Article =>
▽

SUPERIOR COURT OF NEW JERSEY APPELLATE DIVISION


May 3, 2012

STATE OF NEW JERSEY, PLAINTIFF-APPELLANT,
v.
ANTHONY ROSE, DEFENDANT-RESPONDENT.

On appeal from the Superior Court of New Jersey, Law Division, Hudson County, Indictment No. 10-04-0642.

The opinion of the court was delivered by: Parrillo, P.J.A.D.

NOT FOR PUBLICATION WITHOUT THE APPROVAL OF THE APPELLATE DIVISION

APPROVED FOR PUBLICATION

Submitted April 16, 2012

Before Judges Parrillo, Alvarez and Skillman.

The opinion of the court was delivered by PARRILLO, P.J.A.D.

We granted the State's motion for leave to appeal to decide whether the forfeiture by wrongdoing exception to the hearsay rule, N.J.R.E. 804(b)(9), applies retroactively to wrongdoing that occurred before the new rule's effective date. We conclude that it does and that such application does not constitute an ex post facto violation.

△

Records shown =>
▽

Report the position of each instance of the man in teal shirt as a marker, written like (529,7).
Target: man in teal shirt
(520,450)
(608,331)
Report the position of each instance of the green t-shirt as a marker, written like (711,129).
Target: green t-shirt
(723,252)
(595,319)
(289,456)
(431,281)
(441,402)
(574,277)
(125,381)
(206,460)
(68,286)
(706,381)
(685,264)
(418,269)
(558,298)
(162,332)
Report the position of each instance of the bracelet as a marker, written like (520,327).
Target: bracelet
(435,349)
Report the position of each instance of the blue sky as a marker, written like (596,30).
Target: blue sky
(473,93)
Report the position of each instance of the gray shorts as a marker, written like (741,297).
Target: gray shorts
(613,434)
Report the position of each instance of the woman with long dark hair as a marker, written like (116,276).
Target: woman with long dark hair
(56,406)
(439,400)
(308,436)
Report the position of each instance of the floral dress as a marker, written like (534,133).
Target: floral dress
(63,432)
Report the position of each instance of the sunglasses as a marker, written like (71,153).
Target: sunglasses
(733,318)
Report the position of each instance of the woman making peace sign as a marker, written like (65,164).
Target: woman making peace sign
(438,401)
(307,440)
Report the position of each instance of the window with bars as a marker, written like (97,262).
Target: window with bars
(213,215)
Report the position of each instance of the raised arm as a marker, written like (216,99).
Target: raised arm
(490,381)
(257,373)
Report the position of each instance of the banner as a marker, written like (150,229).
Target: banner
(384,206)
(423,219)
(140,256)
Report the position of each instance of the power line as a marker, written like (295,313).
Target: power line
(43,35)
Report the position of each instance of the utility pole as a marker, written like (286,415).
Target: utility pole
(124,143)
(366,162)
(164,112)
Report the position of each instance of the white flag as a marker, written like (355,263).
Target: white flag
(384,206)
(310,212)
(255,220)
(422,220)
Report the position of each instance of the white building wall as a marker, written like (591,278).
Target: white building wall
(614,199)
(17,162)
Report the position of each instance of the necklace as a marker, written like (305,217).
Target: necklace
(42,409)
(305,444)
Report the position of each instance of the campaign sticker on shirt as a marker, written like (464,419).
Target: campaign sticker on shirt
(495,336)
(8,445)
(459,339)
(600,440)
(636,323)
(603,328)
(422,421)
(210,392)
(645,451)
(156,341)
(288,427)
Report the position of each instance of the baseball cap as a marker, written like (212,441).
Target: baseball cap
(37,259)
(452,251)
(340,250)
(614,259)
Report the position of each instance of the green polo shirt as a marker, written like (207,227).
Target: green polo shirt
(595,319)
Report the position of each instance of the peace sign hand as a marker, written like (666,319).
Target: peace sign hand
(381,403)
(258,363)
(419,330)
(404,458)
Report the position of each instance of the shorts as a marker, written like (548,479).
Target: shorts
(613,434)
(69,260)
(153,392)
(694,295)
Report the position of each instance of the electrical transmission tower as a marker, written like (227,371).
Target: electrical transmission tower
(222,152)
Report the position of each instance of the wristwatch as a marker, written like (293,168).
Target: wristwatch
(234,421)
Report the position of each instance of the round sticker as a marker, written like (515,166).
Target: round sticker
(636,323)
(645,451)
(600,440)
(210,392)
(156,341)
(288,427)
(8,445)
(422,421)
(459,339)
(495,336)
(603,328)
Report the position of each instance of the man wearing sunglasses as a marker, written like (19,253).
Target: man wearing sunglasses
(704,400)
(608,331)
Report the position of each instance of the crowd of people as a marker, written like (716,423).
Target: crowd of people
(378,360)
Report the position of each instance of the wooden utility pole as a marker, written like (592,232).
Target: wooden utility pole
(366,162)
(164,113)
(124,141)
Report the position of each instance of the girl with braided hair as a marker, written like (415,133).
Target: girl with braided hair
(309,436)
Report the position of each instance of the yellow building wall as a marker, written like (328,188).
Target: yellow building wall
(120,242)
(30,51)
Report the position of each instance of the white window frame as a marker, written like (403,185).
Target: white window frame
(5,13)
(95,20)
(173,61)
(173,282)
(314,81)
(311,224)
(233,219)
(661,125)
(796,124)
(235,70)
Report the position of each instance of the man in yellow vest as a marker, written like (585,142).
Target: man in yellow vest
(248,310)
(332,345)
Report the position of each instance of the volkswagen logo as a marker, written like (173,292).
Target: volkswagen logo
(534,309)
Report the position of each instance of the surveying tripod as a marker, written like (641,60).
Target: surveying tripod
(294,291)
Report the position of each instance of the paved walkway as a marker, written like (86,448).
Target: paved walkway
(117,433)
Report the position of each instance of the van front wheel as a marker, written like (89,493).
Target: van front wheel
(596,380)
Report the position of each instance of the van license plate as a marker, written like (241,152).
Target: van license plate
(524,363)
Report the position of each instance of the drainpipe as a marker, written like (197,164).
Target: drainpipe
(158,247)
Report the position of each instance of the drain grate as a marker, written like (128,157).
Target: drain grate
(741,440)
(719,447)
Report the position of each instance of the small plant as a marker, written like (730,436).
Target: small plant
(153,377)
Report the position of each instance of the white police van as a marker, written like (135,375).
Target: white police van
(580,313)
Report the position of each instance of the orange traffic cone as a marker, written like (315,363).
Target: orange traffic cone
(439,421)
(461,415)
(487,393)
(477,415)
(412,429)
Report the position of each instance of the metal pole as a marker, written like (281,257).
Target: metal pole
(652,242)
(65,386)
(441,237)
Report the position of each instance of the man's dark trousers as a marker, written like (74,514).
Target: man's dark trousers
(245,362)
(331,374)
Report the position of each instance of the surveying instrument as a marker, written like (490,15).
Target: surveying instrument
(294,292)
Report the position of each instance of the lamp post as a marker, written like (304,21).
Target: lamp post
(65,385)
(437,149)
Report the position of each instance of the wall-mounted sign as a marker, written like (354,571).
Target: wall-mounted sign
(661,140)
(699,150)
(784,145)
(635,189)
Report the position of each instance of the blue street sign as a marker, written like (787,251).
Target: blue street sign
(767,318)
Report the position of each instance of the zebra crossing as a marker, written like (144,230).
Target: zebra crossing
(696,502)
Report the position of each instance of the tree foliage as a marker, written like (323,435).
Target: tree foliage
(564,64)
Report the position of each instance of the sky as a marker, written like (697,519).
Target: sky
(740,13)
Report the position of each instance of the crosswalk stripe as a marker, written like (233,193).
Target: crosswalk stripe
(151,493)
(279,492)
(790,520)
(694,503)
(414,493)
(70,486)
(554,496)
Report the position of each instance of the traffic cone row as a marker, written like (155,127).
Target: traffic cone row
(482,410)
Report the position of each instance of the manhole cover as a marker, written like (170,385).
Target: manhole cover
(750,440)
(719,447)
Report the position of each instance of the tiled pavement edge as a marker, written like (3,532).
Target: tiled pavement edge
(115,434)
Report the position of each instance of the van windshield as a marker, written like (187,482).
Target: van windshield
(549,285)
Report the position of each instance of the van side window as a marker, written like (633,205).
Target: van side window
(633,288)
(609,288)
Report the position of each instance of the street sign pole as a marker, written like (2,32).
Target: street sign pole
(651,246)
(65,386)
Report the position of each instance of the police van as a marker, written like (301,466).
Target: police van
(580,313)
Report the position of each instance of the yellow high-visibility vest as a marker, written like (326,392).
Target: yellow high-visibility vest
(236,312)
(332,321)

△

Exercise => Write out word for word the passage of the court opinion that begins with the words containing "May 3, 2012" and ends with "Indictment No. 10-04-0642.". Work only from the court opinion and not from the data.

Exercise answer =>
May 3, 2012

STATE OF NEW JERSEY, PLAINTIFF-APPELLANT,
v.
ANTHONY ROSE, DEFENDANT-RESPONDENT.

On appeal from the Superior Court of New Jersey, Law Division, Hudson County, Indictment No. 10-04-0642.